*** Opening Records shown ***

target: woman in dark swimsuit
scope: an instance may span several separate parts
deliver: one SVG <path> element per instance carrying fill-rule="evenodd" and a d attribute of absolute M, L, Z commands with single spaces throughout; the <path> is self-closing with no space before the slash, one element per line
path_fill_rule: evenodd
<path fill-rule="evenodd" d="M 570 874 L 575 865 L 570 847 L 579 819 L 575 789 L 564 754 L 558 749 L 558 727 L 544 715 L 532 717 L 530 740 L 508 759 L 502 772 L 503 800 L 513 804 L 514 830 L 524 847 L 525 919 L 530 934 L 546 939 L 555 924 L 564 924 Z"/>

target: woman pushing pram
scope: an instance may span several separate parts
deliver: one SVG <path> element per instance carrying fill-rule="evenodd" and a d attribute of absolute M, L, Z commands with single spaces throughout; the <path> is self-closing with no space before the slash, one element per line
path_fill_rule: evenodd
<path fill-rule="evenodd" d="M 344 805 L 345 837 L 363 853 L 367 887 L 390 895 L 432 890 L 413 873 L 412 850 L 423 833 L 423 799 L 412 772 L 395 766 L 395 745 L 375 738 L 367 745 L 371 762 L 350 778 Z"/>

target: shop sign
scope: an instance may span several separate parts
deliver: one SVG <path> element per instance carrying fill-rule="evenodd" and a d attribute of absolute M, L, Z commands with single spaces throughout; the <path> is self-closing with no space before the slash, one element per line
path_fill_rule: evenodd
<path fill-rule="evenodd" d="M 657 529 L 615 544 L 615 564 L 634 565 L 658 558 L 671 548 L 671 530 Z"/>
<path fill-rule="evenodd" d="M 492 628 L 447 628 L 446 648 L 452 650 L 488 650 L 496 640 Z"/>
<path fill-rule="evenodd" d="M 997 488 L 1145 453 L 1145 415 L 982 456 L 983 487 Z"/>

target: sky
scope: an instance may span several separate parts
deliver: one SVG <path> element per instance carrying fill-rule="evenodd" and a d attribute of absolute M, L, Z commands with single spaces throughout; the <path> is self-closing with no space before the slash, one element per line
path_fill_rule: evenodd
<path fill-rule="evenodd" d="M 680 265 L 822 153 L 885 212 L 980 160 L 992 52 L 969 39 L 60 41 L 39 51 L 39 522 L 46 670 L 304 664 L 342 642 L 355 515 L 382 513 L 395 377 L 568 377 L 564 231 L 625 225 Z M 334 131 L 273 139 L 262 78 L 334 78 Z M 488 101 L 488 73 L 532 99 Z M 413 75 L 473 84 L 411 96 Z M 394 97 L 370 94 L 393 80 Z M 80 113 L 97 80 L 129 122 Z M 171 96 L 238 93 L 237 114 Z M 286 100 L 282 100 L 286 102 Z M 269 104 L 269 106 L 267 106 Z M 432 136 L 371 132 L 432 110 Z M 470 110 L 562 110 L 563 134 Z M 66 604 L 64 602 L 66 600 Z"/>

*** Closing Records shown ***

Every entry that appears above should be duplicated exactly.

target: woman in dark swimsuit
scope: an instance may span several separate parts
deliver: one SVG <path> element per instance carrying fill-rule="evenodd" and a d attribute of absolute M, L, Z commands with single spaces throughout; the <path> is self-closing with no space before the slash, one element per line
path_fill_rule: evenodd
<path fill-rule="evenodd" d="M 570 874 L 575 865 L 570 847 L 579 819 L 575 789 L 564 754 L 558 749 L 558 727 L 544 715 L 532 717 L 530 740 L 508 759 L 502 772 L 503 800 L 513 804 L 514 830 L 524 847 L 525 919 L 530 934 L 546 939 L 555 924 L 564 924 Z"/>

target: woman pushing pram
scope: an instance may span several separate parts
deliver: one SVG <path> element per instance carrying fill-rule="evenodd" and a d attribute of absolute M, L, Z commands with single spaces throughout; the <path> is self-closing with no space before the slash, one element per line
path_fill_rule: evenodd
<path fill-rule="evenodd" d="M 344 805 L 345 837 L 363 853 L 367 887 L 390 895 L 432 890 L 413 873 L 412 850 L 423 833 L 423 799 L 412 772 L 395 766 L 395 745 L 375 738 L 367 745 L 371 762 L 350 778 Z"/>

target: shop sign
scope: an instance may span several separate parts
deliver: one SVG <path> element per instance carrying fill-rule="evenodd" and a d attribute of absolute M, L, Z commands with single spaces throughout; the <path> is self-closing with no space before the slash, one element per line
path_fill_rule: evenodd
<path fill-rule="evenodd" d="M 657 529 L 615 544 L 615 564 L 634 565 L 658 558 L 671 548 L 671 530 Z"/>
<path fill-rule="evenodd" d="M 492 628 L 447 628 L 446 648 L 452 650 L 488 650 L 496 640 Z"/>
<path fill-rule="evenodd" d="M 997 488 L 1145 453 L 1145 415 L 982 456 L 983 487 Z"/>

target: sky
scope: an instance may span several separate parts
deliver: one SVG <path> element per instance carrying fill-rule="evenodd" and a d attribute of absolute M, L, Z commands with single spaces throughout; the <path> is self-closing with no space before the slash, one element per line
path_fill_rule: evenodd
<path fill-rule="evenodd" d="M 680 265 L 822 153 L 885 212 L 980 160 L 992 52 L 969 39 L 60 41 L 39 51 L 39 522 L 46 670 L 304 664 L 342 642 L 355 515 L 382 513 L 395 377 L 568 377 L 564 231 L 625 225 Z M 334 131 L 273 139 L 262 78 L 334 78 Z M 488 101 L 488 73 L 532 99 Z M 413 75 L 473 84 L 411 96 Z M 394 97 L 370 94 L 393 80 Z M 80 113 L 97 80 L 129 122 Z M 171 96 L 238 93 L 237 114 Z M 286 100 L 282 100 L 286 102 Z M 269 104 L 269 106 L 267 106 Z M 432 136 L 371 132 L 432 110 Z M 470 110 L 562 110 L 563 134 Z M 66 604 L 64 602 L 66 600 Z"/>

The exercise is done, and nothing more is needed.